▶ **TEXTO EXTRAÍDO**:
****************

O país chegou à marca pouco mais de três meses depois do primeiro óbito por um infectado de Covid-19, no dia 16 de março, em São Paulo. Bastou um trimestre, portanto, para que a pandemia do novo coronavírus matasse tantos brasileiros quanto essa guerra, uma das mais longas e sangrentas do século 19.

Autor de obras como "Dom Pedro 2º" e "Forças Armadas e Política no Brasil", o historiador José Murilo de Carvalho divide a Guerra do Paraguai em três etapas em relação aos mortos e feridos.

"A primeira parte, com baixas divididas entre os dois lados, vai de maio de 1866, com a primeira batalha de Tuiuti, a novembro de 1867, com a segunda batalha de Tuiuti, incluindo a epidemia de cólera de 1867, que matou uns 4.000 brasileiros", explica Carvalho.

****************

[Entradas salvas]
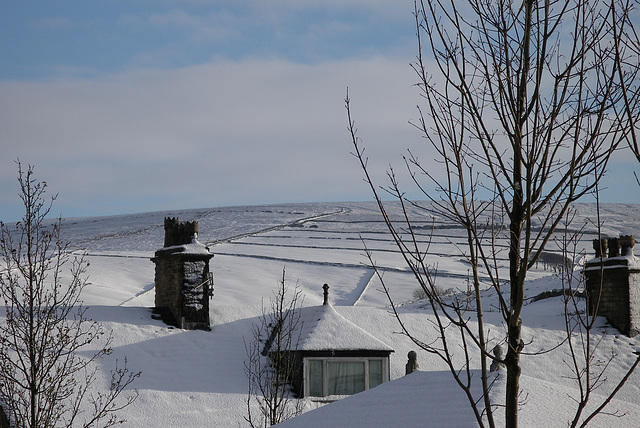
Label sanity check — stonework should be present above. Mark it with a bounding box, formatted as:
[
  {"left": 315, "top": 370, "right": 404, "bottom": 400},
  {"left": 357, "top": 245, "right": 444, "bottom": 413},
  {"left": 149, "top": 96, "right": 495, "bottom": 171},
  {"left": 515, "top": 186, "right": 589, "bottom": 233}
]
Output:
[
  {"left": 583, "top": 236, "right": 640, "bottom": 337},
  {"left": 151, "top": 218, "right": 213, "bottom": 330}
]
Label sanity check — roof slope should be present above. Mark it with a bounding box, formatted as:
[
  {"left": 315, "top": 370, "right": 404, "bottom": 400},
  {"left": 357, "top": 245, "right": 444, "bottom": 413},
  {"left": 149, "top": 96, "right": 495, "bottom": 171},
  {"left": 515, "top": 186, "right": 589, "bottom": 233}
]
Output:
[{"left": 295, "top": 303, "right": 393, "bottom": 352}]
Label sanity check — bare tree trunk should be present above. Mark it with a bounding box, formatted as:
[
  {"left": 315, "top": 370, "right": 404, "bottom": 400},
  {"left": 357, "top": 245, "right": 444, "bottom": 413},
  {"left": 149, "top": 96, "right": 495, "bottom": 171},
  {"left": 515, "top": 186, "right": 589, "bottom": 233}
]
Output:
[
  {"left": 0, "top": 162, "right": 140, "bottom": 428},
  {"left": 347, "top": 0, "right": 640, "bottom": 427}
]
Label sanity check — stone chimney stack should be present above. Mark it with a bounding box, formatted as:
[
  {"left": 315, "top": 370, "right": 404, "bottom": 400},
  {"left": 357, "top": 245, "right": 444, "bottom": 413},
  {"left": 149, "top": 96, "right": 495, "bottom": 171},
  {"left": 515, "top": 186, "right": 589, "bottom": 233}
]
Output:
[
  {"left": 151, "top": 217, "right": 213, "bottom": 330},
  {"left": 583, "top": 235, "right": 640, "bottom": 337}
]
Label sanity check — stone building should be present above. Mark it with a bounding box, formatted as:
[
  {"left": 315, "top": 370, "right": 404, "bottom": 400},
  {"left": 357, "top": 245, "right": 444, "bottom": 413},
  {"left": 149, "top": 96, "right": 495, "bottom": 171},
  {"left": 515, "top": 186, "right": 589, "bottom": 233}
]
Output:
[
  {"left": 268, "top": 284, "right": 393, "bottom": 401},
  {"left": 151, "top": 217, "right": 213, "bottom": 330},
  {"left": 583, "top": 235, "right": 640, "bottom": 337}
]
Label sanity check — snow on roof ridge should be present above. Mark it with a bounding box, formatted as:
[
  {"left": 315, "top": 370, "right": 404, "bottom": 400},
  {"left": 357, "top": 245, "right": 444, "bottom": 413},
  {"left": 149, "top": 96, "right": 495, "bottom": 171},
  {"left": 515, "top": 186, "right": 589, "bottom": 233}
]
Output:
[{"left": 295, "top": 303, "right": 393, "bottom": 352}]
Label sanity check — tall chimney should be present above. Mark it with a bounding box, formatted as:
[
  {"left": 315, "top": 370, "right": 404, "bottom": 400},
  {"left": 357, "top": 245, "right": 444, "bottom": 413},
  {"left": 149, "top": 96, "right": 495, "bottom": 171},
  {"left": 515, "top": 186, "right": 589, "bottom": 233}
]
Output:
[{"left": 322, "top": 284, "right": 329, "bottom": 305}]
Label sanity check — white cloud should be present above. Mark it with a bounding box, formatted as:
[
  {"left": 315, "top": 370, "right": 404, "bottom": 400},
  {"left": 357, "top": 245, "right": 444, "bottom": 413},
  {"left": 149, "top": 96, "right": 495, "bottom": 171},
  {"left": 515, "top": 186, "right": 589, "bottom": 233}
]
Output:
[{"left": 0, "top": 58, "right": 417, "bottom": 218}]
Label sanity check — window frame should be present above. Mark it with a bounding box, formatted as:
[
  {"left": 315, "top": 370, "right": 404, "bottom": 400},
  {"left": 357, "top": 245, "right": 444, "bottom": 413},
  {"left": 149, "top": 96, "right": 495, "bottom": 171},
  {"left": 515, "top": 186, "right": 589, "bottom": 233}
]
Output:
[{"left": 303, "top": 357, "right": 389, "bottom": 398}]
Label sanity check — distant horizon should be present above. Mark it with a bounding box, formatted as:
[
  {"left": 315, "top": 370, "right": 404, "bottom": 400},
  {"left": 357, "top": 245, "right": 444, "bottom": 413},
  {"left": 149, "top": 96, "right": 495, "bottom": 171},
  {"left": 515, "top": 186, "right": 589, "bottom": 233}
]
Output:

****************

▶ **TAREFAS PROPOSTAS**:
#1 Quais meses do ano aparecem pelo nome no texto sobre a pandemia e a Guerra do Paraguai?
#2 Pode dar continuidade ao texto sobre a pandemia e a Guerra do Paraguai a partir da última frase apresentada?
Os registros não têm relação com o texto extraído.

▶ **RESPOSTAS DOS EXERCÍCIOS**:
#1 Março, maio e novembro.

#2
"A segunda etapa foi a sequência de batalhas, chamada Dezembrada, de dezembro de 1868 à tomada de Assunção, em janeiro de 1869, que quebrou a coluna dorsal do Exército paraguaio. As mortes foram muito maiores do lado guarani. A última parte, com as tropas brasileiras sob o comando do conde d'Eu, vai até 1° de março de 1870. Foi uma carnificina", afirma o historiador.

O Paraguai foi devastado. Pelo menos 60% dos 420 mil habitantes do país à época morreram ao longo do conflitos –não só nos combates mas também vítimas de epidemias, como a da cólera.

Um século e meio separa os dois episódios, a Guerra do Paraguai e a pandemia do novo coronavírus. Um abismo demográfico divide o Brasil dos anos 1860 e o país de hoje – eram cerca de 9 milhões de habitantes; hoje são mais de 210 milhões. Àquela altura, uma monarquia; atualmente, uma república.

Seria leviano desconsiderar diferenças tão expressivas, além de avanços econômicos e sociais. Mas existem fortes pontos de contato entre esses dois Brasis, dizem historiadores ouvidos pela reportagem.

O descaso do poder central em relação à fatia mais vulnerável da população, uma inação que tende a acentuar a desigualdade social, aproxima os dois momentos.

"Houve naquela época, como há hoje, insensibilidade dos governantes", afirma Silveira. "A dimensão da tragédia é semelhante."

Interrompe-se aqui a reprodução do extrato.